▶ _TASK_:
Character for character, transcribe the entries below, minus the images.

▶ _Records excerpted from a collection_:
........
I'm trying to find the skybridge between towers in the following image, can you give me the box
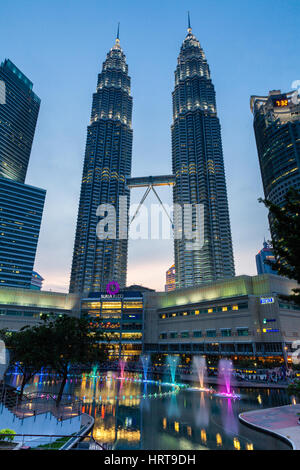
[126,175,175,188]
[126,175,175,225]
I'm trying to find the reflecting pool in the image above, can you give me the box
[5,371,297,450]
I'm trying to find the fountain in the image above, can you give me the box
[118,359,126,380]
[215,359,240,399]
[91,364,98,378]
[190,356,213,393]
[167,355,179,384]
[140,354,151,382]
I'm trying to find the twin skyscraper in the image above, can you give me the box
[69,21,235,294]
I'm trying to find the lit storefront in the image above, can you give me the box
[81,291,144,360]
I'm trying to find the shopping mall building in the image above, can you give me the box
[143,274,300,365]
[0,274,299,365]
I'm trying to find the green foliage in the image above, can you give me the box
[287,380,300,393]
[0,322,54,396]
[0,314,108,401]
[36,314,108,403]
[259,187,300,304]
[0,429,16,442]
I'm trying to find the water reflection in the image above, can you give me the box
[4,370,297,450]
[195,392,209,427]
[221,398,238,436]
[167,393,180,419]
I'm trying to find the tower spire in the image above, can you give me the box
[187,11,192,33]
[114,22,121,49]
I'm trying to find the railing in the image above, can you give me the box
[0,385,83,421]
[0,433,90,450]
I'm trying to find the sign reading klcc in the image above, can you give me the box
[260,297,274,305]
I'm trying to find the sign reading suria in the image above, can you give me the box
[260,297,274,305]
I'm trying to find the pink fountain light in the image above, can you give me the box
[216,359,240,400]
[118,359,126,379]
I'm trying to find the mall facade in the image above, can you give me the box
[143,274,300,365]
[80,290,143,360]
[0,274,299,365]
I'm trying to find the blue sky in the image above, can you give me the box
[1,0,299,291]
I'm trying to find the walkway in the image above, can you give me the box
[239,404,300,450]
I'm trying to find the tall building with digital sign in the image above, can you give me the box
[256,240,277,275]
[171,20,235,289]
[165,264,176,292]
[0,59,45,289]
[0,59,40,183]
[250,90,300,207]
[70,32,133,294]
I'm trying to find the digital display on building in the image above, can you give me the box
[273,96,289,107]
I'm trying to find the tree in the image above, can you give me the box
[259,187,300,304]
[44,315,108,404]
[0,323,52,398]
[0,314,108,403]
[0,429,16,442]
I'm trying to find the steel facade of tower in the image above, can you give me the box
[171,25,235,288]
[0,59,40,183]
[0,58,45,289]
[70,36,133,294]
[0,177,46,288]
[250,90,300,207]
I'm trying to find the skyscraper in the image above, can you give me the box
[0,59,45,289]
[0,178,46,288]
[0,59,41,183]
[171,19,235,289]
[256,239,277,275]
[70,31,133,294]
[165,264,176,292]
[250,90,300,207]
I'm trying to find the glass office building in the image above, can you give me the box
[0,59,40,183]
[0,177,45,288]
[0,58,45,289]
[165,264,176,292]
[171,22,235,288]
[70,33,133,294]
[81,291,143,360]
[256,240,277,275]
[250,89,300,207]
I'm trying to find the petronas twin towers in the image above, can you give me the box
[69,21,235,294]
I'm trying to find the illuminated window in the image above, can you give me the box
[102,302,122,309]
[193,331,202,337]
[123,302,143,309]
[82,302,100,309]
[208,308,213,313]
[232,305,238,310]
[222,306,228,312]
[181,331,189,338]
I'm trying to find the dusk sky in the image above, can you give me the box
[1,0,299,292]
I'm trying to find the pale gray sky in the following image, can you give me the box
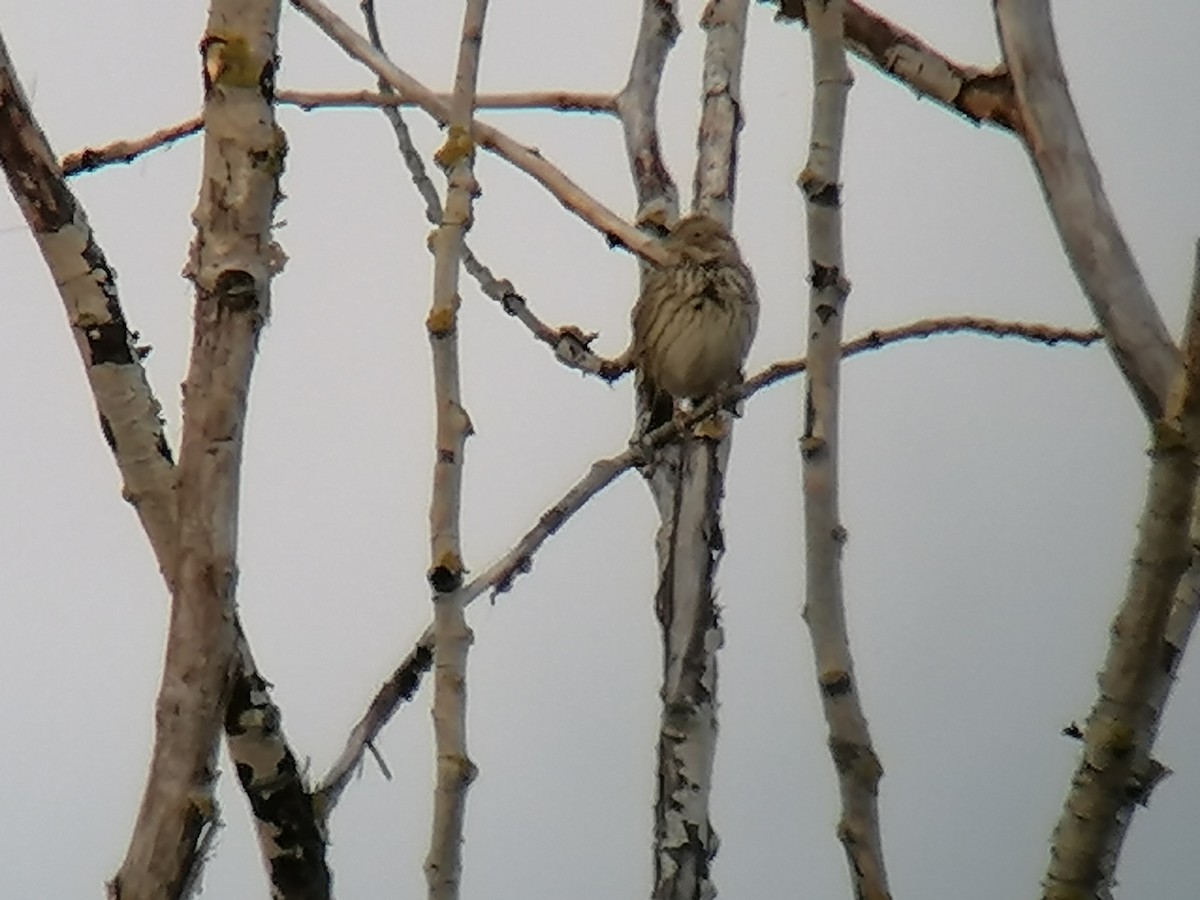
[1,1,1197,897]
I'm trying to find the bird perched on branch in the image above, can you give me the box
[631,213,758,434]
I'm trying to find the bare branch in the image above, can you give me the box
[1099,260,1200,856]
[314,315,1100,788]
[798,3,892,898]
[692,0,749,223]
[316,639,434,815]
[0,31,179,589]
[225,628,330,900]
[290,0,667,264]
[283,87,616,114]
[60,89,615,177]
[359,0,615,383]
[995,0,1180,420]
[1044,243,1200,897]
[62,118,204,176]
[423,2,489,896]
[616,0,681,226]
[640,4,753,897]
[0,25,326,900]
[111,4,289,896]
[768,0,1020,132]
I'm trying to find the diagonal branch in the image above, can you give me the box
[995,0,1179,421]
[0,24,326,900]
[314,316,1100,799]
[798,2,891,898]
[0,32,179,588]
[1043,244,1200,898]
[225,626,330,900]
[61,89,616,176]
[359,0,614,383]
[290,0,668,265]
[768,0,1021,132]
........
▶ _ANSWER TO THE PROBLEM_:
I'm trying to find the skybridge between towers in the following image, can you give me the box
[126,175,175,188]
[126,175,175,225]
I'm trying to find the reflecting pool in the image above, can you give me the box
[5,371,297,450]
I'm trying to find the fountain in the image above, can you give me the box
[118,359,126,380]
[215,359,240,399]
[91,364,98,378]
[190,356,213,393]
[167,355,179,384]
[140,354,151,382]
I'm trying to find the twin skyscraper in the image above, can you give me the box
[69,21,235,294]
I'm trying to find the lit storefront in the image above, can you give me the box
[81,291,144,360]
I'm trying to find the shopping mall building in the image above, can you give me the box
[143,274,300,365]
[0,274,299,365]
I'm trying to find the green foliage in the image above, can you give me the box
[287,380,300,393]
[0,322,54,396]
[0,314,108,401]
[36,314,108,403]
[259,187,300,304]
[0,429,16,442]
I'm trying to find the water reflection in the image above, can you give me the box
[4,370,297,450]
[195,392,209,427]
[221,398,238,436]
[167,393,180,419]
I'm trying to find the tower spire in the image above, can you give me the box
[187,11,192,33]
[114,22,121,49]
I'm trying to find the railing in the image above, can you give me the box
[0,385,83,421]
[0,433,90,450]
I'm trying to find the sign reading klcc in the image above, can you give me the box
[260,297,274,305]
I'm trying to find the sign reading suria in the image above, can you give me the box
[260,297,274,305]
I'm trying to find the pink fountain light in the image above, can you give me the box
[216,359,240,400]
[118,359,126,379]
I'm trying to find the mall facade in the image above, can you give me the box
[143,274,300,365]
[80,290,143,360]
[0,274,299,365]
I'm trying to find the blue sky in the image above, can you give me the box
[1,0,299,291]
I'm trying to find the walkway in the image above, can you give me the box
[239,404,300,450]
I'm trying to find the tall building with digital sign in the image above, can you give me the box
[256,240,277,275]
[171,20,235,289]
[165,264,176,292]
[0,59,45,289]
[0,59,40,183]
[250,90,300,207]
[70,32,133,294]
I'm trying to find the digital display on building in the image above, can you give me the box
[273,96,289,107]
I'm trying to find the tree in the image above, can you give me the box
[259,187,300,304]
[44,315,108,404]
[0,323,52,398]
[0,314,108,403]
[0,429,16,442]
I'm trying to find the steel facade of tower in the image above, can you give me the box
[171,25,235,288]
[0,59,40,183]
[0,58,45,289]
[70,36,133,294]
[0,177,46,288]
[250,90,300,207]
I'm trying to find the skyscraper in the image above, can you give me the box
[0,59,45,289]
[0,178,46,288]
[0,59,41,183]
[171,19,235,289]
[256,239,277,275]
[70,31,133,294]
[165,264,176,292]
[250,90,300,207]
I'm trying to find the glass office building in the image above, can you give me the box
[0,59,40,183]
[0,177,45,288]
[0,58,45,289]
[165,264,176,292]
[171,22,235,288]
[70,33,133,294]
[81,291,143,360]
[256,240,277,275]
[250,89,300,207]
I'm trying to find the petronas twin towers in the image above, can you give me the box
[69,21,235,294]
I'm trying to find the illuminated window in the image above, can you give me the box
[102,302,122,309]
[193,331,202,337]
[123,302,143,309]
[82,302,100,309]
[208,308,213,313]
[232,305,238,310]
[222,306,228,312]
[181,331,189,338]
I'm trying to find the dusk sky in the image above, can you give me the box
[1,0,299,292]
I'm trying to find the pale gray sky in the following image, can you give me the box
[1,1,1197,897]
I'm trying to find the bird perched on branch in the image above, can you give me the box
[631,213,758,434]
I'm trying to find the bare branch in the image above, can you give me the box
[1099,260,1200,856]
[314,315,1100,788]
[798,3,892,898]
[692,0,749,223]
[316,639,434,815]
[0,31,179,589]
[225,628,330,900]
[290,0,667,264]
[283,87,616,114]
[60,89,615,177]
[359,0,615,383]
[995,0,1180,420]
[1044,243,1200,897]
[62,118,204,176]
[423,2,489,896]
[616,0,681,226]
[640,4,753,897]
[0,25,326,900]
[111,4,289,896]
[768,0,1020,132]
I'm trying to find the diagonal branch in the image above, can you give me the box
[995,0,1179,421]
[0,24,326,900]
[314,316,1100,799]
[798,2,891,898]
[0,32,179,588]
[1043,244,1200,898]
[225,626,330,900]
[61,89,616,176]
[359,0,614,383]
[290,0,668,265]
[768,0,1021,132]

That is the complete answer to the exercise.